▶ [INPUT MATERIAL]
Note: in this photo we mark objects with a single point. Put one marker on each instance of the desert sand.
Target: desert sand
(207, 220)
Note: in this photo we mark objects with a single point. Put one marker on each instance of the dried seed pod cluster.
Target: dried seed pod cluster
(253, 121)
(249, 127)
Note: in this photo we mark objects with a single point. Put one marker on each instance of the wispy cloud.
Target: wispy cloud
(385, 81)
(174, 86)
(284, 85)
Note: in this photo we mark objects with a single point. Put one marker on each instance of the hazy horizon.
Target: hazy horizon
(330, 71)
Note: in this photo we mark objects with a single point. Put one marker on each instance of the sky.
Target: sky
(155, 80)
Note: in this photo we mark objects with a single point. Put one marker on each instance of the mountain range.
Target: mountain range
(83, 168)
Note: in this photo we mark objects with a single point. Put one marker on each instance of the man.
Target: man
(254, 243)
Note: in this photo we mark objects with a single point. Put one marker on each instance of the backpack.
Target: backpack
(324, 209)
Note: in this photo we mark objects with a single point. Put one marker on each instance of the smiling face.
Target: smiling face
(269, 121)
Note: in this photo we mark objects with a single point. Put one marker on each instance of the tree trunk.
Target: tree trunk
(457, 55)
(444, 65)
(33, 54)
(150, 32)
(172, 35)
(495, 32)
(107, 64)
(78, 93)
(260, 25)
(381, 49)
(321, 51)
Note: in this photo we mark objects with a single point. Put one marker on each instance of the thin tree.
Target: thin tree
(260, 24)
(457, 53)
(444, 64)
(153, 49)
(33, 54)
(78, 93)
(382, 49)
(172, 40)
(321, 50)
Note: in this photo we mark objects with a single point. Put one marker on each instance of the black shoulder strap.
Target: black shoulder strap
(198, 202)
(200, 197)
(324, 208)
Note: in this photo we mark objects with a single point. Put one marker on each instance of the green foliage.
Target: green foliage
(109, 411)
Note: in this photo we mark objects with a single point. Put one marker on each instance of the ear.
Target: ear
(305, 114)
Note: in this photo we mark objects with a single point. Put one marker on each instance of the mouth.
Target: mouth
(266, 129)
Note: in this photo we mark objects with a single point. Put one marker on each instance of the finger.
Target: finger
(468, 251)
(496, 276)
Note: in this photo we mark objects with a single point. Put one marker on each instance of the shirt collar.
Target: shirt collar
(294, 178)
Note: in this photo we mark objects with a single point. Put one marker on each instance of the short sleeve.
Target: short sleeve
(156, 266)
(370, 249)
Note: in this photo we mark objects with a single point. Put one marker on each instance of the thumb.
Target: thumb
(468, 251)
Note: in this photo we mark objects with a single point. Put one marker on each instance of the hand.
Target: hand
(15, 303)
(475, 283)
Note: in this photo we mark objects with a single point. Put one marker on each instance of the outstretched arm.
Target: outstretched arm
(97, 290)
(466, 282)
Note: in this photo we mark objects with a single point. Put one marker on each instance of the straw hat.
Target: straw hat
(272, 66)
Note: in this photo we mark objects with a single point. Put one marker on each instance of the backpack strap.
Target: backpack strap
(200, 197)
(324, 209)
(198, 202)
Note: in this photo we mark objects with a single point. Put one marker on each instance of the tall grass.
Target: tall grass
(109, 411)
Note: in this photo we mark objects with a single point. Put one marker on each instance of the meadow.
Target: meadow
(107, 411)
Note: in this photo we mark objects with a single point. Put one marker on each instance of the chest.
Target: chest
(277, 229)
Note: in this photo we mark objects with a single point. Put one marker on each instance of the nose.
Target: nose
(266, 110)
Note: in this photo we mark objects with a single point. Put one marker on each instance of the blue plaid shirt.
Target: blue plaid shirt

▶ [REQUIRED WORK] Hand back the material above in full, exactly as written.

▶ [YOUR RESPONSE]
Note: in this photo we mark objects with a single point. Put one marker on each instance of the desert sand.
Target: desert sand
(207, 220)
Note: in this photo we mark objects with a single point. Put one marker on each instance of the dried seed pod cluster.
Target: dried seed pod cluster
(253, 121)
(249, 127)
Note: in this photo we mark objects with a single point. Put one marker on each instance of the wispy cloud.
Target: wispy cloud
(385, 81)
(174, 86)
(284, 85)
Note: in this photo we mark objects with a single point. Put one marker on each instance of the hazy horizon.
Target: hazy horizon
(330, 71)
Note: in this photo we mark objects with a single point. Put one marker on each instance of the sky.
Target: sky
(155, 80)
Note: in this photo we mark objects with a single point. Put one marker on each instance of the mountain range.
Target: mountain range
(83, 168)
Note: in this photo we mark objects with a single point. Put one marker on each instance of the man.
Target: man
(254, 243)
Note: in this photo we mark objects with a single point. Put one marker on each instance of the backpack.
Target: backpack
(324, 209)
Note: in this photo we mark objects with a single point. Put one marker on each instance of the smiling face.
Target: smiling face
(269, 121)
Note: in this photo we mark objects with a single point. Put one marker on each instance of the tree trunk.
Target: tree trunk
(457, 55)
(444, 65)
(33, 54)
(150, 32)
(172, 35)
(495, 32)
(107, 64)
(78, 93)
(260, 25)
(381, 49)
(321, 51)
Note: in this photo we mark objects with a single point. Put one marker on each instance of the thin tree.
Target: thin tree
(260, 24)
(457, 53)
(444, 64)
(153, 49)
(33, 54)
(78, 93)
(382, 49)
(172, 40)
(321, 50)
Note: in this photo we mark objects with a single point. Put one marker on each instance of the black shoulder strap.
Target: black shoulder strap
(198, 202)
(200, 197)
(324, 208)
Note: in this photo we mark objects with a single point. Put one marker on each instance of the green foliage.
Target: green foliage
(109, 411)
Note: in this photo we mark objects with a single point. Put one marker on each instance of the ear.
Target: ear
(305, 114)
Note: in this photo we mark objects with a single point. Put one marker on each instance of the mouth.
Target: mouth
(266, 129)
Note: in this photo we mark objects with a single point. Put one marker on each instance of the finger.
Target: finger
(468, 251)
(496, 276)
Note: in this photo we mark objects with a single point. Put one marker on each instance of the shirt collar.
Target: shirt collar
(294, 178)
Note: in this photo we mark objects with a single point. Put one marker on each instance of the short sleeve.
Target: short sleeve
(156, 266)
(370, 249)
Note: in this photo we mark objects with a single point. Put one marker on each instance of the thumb.
Target: thumb
(468, 251)
Note: in this photo we mark objects with a single point. Put one marker on each instance of the hand.
Target: hand
(15, 303)
(475, 283)
Note: in this photo we mark objects with a single point. Put one marker on each instance of the outstretched arm.
Target: outstretched arm
(97, 290)
(466, 282)
Note: in this photo we mark objects with a single point. Put one marker on each instance of the straw hat.
Target: straw hat
(272, 66)
Note: in this photo we mark objects with a single point. Put one marker on each instance of the backpack strap.
Target: backpack strap
(200, 197)
(324, 209)
(198, 202)
Note: in this photo we mark objects with a single point. Put one marker on each instance of the tall grass.
Target: tall grass
(109, 411)
Note: in this photo we mark objects with a single point. Put one marker on each instance of the meadow.
Target: meadow
(107, 411)
Note: in this photo we mark objects with a single point. Put one marker on each instance of the chest.
Target: chest
(277, 229)
Note: in this photo we mark objects with a single point. Put one marker on each instance of the nose.
Target: nose
(266, 110)
Note: in this photo we mark objects with a single point. Put one marker on each instance of the blue plaid shirt.
Target: blue plaid shirt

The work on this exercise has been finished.